-- Provided text --
###

Thanks. Yes, I am very comfortable with using your proposed levels as
heuristics. I think they are very helpful -- and probably very close
to being right -- but I don't take them as absolute truth, like the
Bible and Koran, for example;-)

Context effects would quality as relationship effects, wouldn't they?

Maybe, maybe not. I think one idea about the reason for the Mueller
Lyer effect is that the Arrowhead vs Feather figures are seen as 2 D
representations of 3 D wire frame figures, the Arrowhead version being
the figure with the edge coming toward the viewer and the Feather
version being the figure with the edge going away from the viewer. The
idea is that the illusion occurs because you are perceiving a 3 D
configuration in imagined space; the illusion occurs because the same
sensory line length (edge) is "corrected" to be longer when it is seen
as father away (Feathers) than when it is seen as close (Arrowheads).
So the context effect could be a configuration rather than a
relationship effect.

Best

Rick

I think one idea about the
reason for the Mueller

Lyer effect is that the Arrowhead vs Feather figures are seen as 2 D

representations of 3 D wire frame figures, the Arrowhead version
being

the figure with the edge coming toward the viewer and the Feather

version being the figure with the edge going away from the
viewer.
[From Bill Powers (2007.09.25.1208 MDT)]

Rick Marken (2007.09.25.1110) –

Then it should be enhanced if the lines are drawn as 3-D parallelopipes
in a 3D space with perspective.

Best,.

Bill P.

[Martin Taylor 2007.09.25.14.12]

[From Bill Powers (2007.09.24.2306 MDT)]

Martin Taylor 2007.09.24.23.09 --

[Martin Taylor 2007.09.24.17.06 --
Your spinning disc experiment preceded my waterfall illusion by about 30 years.

Were the data really good enough to distinguish two exponentials? I was happy just to get a reasonable fit to a single exponential.

Here's a scan from the publication of parts of two traces from the same subject. Note that the "speed" scale is logarithmic.

The illusory speed seems to have decreased to about 2.5 degrees per second after about a minute and a half and then stopped decreasing . I wouldn't believe any fluctuations beyond that point.

I guess what you believe is up to you. However, the trends were pretty consistent. If you want to imagine what rotary speed 2.5 degrees/sec means, think of the second-hand of a watch, moving at 6 deg/sec. It's about half that, which is far from threshold on a

Of course there's nothing to prevent fitting another exponential to the remainder of the data, but why not 1/t or even just a straight line? Just about any line would produce an equally good fit. after the 1.5 minute mark.

###

-- Excerpted records --
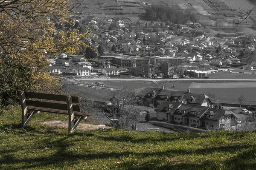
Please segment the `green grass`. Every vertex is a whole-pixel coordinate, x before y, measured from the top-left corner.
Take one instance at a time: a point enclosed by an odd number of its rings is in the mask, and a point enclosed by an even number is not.
[[[14,108],[0,113],[0,169],[240,170],[256,167],[256,133],[165,133],[52,128],[39,113],[26,128]]]

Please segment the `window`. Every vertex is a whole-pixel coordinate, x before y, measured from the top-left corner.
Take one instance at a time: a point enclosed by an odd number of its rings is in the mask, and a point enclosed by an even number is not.
[[[192,115],[197,115],[197,112],[190,112],[190,114],[192,114]]]

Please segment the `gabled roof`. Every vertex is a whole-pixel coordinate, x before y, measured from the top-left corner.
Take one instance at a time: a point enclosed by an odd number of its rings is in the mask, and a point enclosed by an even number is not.
[[[204,113],[204,116],[202,116],[201,119],[208,119],[212,120],[219,120],[225,114],[225,110],[218,109],[215,108],[210,108],[207,113]],[[206,115],[210,116],[209,118],[207,118]]]
[[[189,108],[188,111],[185,112],[182,116],[193,116],[197,117],[201,117],[208,110],[209,110],[209,108],[208,107],[196,106],[190,105],[184,105],[186,106],[190,106],[190,108]],[[192,114],[190,112],[197,112],[198,114],[196,115]]]
[[[188,93],[185,95],[183,99],[192,99],[192,101],[190,102],[189,103],[193,104],[202,104],[204,101],[206,99],[209,98],[209,97],[204,94],[195,94]]]
[[[172,108],[170,108],[170,110],[166,111],[165,110],[166,108],[169,108],[169,105],[172,105]],[[174,111],[176,108],[181,105],[181,103],[178,102],[164,102],[161,104],[158,105],[158,106],[155,109],[155,111],[164,111],[165,112],[168,112],[168,113],[170,113],[172,112],[172,111]]]
[[[75,67],[73,69],[79,71],[79,70],[90,70],[90,69],[87,67]]]

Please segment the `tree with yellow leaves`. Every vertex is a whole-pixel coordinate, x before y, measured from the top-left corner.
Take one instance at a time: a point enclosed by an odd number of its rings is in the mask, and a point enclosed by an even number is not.
[[[12,104],[17,90],[47,91],[59,80],[44,71],[49,54],[74,54],[90,31],[55,29],[54,22],[74,26],[68,20],[77,4],[67,0],[0,1],[0,106]]]

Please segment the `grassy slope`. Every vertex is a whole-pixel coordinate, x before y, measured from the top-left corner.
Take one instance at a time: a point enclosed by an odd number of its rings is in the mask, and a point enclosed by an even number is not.
[[[39,124],[20,127],[20,110],[0,116],[0,169],[255,169],[256,133],[166,134],[111,130],[69,133]]]

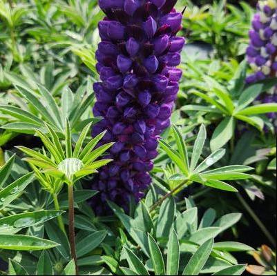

###

-- Written tasks --
**A.** Can you rewrite the paragraph of the forum thread that begins "Maybe, maybe not" more briefly, keeping its main facts?
**B.** Answer these questions from the forum thread, one per line, marking each answer (i), (ii) or (iii) to match:
(i) How does Bill Powers say the lines should be drawn for the effect to be enhanced?
(ii) How fast does the second-hand of a watch move, according to the thread?
(iii) At about what illusory speed, and after about how long, did the illusory speed seem to stop decreasing?
**C.** Write out the passage of the forum thread word for word, starting with "[Martin Taylor 2007.09.25.14.12]" and going on through "a single exponential.".

-- Solutions to each task --
**A.** Maybe. One idea is that the Mueller Lyer effect happens because the Arrowhead and Feather figures are seen as 2 D drawings of 3 D wire frame figures. In the Arrowhead version the edge comes toward the viewer, and in the Feather version it goes away. Because the viewer perceives a 3 D configuration in imagined space, the same sensory line length is "corrected" to look longer when seen as farther away (Feathers) than when seen as close (Arrowheads). So the context effect could be a configuration effect rather than a relationship effect.

**B.**
(i) As 3-D parallelopipes in a 3D space with perspective.
(ii) 6 degrees per second.
(iii) About 2.5 degrees per second, after about a minute and a half.

**C.**
[Martin Taylor 2007.09.25.14.12]

[From Bill Powers (2007.09.24.2306 MDT)]

Martin Taylor 2007.09.24.23.09 --

[Martin Taylor 2007.09.24.17.06 --
Your spinning disc experiment preceded my waterfall illusion by about 30 years.

Were the data really good enough to distinguish two exponentials? I was happy just to get a reasonable fit to a single exponential.